### What is being asked
Return the listing below unchanged, minus its pictures.

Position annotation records

***

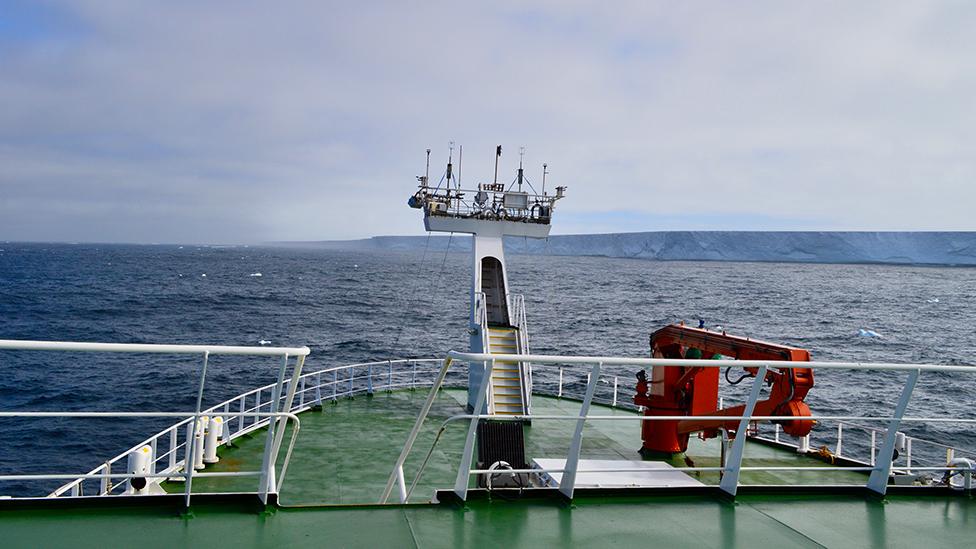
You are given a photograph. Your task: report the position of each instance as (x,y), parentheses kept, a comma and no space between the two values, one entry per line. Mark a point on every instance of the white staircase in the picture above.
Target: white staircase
(506,384)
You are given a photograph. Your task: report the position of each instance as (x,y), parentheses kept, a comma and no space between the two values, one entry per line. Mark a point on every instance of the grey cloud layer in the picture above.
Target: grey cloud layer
(232,122)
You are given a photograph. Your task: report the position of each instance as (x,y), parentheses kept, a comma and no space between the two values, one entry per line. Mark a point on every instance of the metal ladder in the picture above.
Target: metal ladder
(506,382)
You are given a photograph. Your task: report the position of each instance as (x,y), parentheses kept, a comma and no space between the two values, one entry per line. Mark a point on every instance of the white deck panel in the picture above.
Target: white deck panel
(652,474)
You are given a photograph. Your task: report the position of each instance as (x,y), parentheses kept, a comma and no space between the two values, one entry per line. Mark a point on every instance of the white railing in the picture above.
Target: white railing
(517,307)
(251,411)
(879,471)
(276,430)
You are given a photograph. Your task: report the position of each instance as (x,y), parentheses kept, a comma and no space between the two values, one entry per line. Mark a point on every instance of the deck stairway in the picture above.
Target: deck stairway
(506,385)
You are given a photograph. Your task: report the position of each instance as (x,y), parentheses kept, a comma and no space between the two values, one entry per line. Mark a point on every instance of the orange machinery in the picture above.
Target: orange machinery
(693,391)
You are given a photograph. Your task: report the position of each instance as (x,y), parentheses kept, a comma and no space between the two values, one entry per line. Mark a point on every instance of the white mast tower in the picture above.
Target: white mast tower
(497,323)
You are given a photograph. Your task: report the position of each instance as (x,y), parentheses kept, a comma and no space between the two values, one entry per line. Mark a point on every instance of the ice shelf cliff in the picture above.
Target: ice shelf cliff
(924,248)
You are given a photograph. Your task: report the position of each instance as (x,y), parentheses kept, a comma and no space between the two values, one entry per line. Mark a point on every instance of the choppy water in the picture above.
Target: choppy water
(356,306)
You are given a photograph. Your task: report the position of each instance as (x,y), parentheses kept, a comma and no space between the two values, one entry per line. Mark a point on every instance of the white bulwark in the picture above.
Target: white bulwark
(497,325)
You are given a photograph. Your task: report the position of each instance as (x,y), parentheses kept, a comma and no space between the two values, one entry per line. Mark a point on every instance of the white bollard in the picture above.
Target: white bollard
(900,441)
(198,443)
(212,439)
(804,445)
(139,463)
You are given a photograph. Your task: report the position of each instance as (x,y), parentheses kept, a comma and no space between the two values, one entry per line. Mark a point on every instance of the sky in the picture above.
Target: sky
(239,122)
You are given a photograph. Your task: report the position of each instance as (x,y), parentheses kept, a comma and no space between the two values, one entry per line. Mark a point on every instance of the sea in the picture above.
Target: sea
(354,306)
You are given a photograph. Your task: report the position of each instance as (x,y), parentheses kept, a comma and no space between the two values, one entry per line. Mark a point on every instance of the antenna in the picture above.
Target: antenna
(545,171)
(498,153)
(521,154)
(450,166)
(460,153)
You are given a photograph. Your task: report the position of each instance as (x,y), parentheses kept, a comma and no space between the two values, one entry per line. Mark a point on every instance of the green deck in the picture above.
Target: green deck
(675,521)
(345,453)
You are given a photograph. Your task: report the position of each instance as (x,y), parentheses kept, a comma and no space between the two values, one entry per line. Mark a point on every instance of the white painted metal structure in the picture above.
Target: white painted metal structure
(490,213)
(255,410)
(276,430)
(880,468)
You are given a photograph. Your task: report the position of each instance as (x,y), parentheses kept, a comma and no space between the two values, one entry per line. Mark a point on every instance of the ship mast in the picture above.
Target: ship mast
(497,321)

***

### Solution to the problem
You are given a photograph. Your task: report the position of each instance as (x,y), parentheses kept, a comma and no space between the two values, one entry per line. Mark a point on every instance of the white staircase in the picture above.
Target: white staircase
(506,384)
You are given a photograph. Your task: report the position of each instance as (x,y), parentheses kept, a comma and no space between the two values, one entry per line. Mark a point on every instance of the grey cloud layer in the picture above.
Target: grey cloud layer
(232,122)
You are given a photograph. Your task: report the position of each instance as (x,y), parentheses kept, a comma and no space between the two values, one entry per line. Mark a point on every instance of the metal ladder in the picture above.
Target: metal ladder
(506,382)
You are given a photograph. Your task: report the position of each instance as (x,y), parentheses kept, a comma and no space between the two values, one entry per line. Mark a point on every instance of the white deck panel in the picture above.
Target: white deck panel
(652,474)
You are given a photograph. Your task: report the position of each instance as (x,y), parentheses kept, a comma and no space between the two values, one entry per line. Mark a point on every instance of the white railing in the picture above.
Target: white railing
(517,307)
(251,411)
(879,471)
(276,430)
You are given a photograph. Your task: report the position of each instance as (x,y), parentheses kept, a comma and no space between the two values, one entry per line. Mark a point on every instance of the deck stairway in the picture above.
Target: deck stairway
(506,385)
You are given a photograph. Your task: report the position of each instance as (x,y), parentheses kept, a comma and no space between the two values, one entry per line. Mark a point on every instance of the orange machinery in the picture above.
Target: orange machinery
(693,391)
You are given a photograph. Your task: report the position of each instance as (x,y), parentheses kept, a comma and no space between the two values, one entry per line. Mark a point on every instance of the white mast tower in the picture above.
Target: white mast tower
(497,323)
You are given a photograph. Your task: report the position of each instance as (x,y), parentheses kept, a comma and no space between the two values, one entry per line. Mark a point on every instance of the ice shelf cliff in the picture above.
Target: ice shelf cliff
(924,248)
You are given a photograph. Your task: report the position of each instance as (x,y), parentheses kept, a comma and no space between the two values, one entry per line. Mark a point on every instance of the choppy water in the picture above.
Target: choppy water
(356,306)
You are given a photograph. Your task: report the position of each instance as (x,y), parentheses kept, a comma and no space between the two values, one entry per line. Mark a point on every instance of the white bulwark in the picture above.
Target: white bulwark
(497,325)
You are given a photograph. Your task: report the position of each instance as (x,y), parentheses kept, a comma and no space between the two values, one entry per line. Mark a point on every instance of the white bollard in the picture above.
Target: white bollard
(900,441)
(198,443)
(212,439)
(804,445)
(139,463)
You are given a photograph. Your task: report the position of each instance as (x,y), parentheses kept, a comma and no space between the two values, one entry per line. Mark a point on every instance of the sky in the picture above.
Target: sky
(239,122)
You are given a photograph. Your task: report the position of each instance as (x,y), parentheses kept, a comma and no space between the two values, one entry per line. Mark a point on every instance of the sea in the picture above.
Target: sea
(354,306)
You are given a photograph. Your task: report the position of each instance as (x,y), parentheses kept, a comma and no space between the two values, one entry per line. Mark a point on every instance of the antenna in the picture above.
Target: antenna
(545,171)
(498,153)
(521,154)
(450,166)
(460,153)
You are given a photograph. Your task: report the position of each instance as (x,y), parentheses kept, a comma and no space between the two values, one entry per line. Mark a point on every instance of the green deck in the picture above.
Target: green deck
(675,521)
(345,453)
You are given a photograph. Your task: report the position of each instance as (x,y), parentheses kept, a comma and no space between the two values, one entry per line. Mark a point on every instance of the white painted metal structure in the picture above.
Target: white painted metal structure
(490,213)
(255,410)
(276,430)
(880,468)
You are given a photograph. Your task: report the position of each instance as (x,y), parentheses kept, a comma and no space between the two values, one entry per line. Mark a point on every instance of the ship mast in the picture above.
Target: ship mast
(497,321)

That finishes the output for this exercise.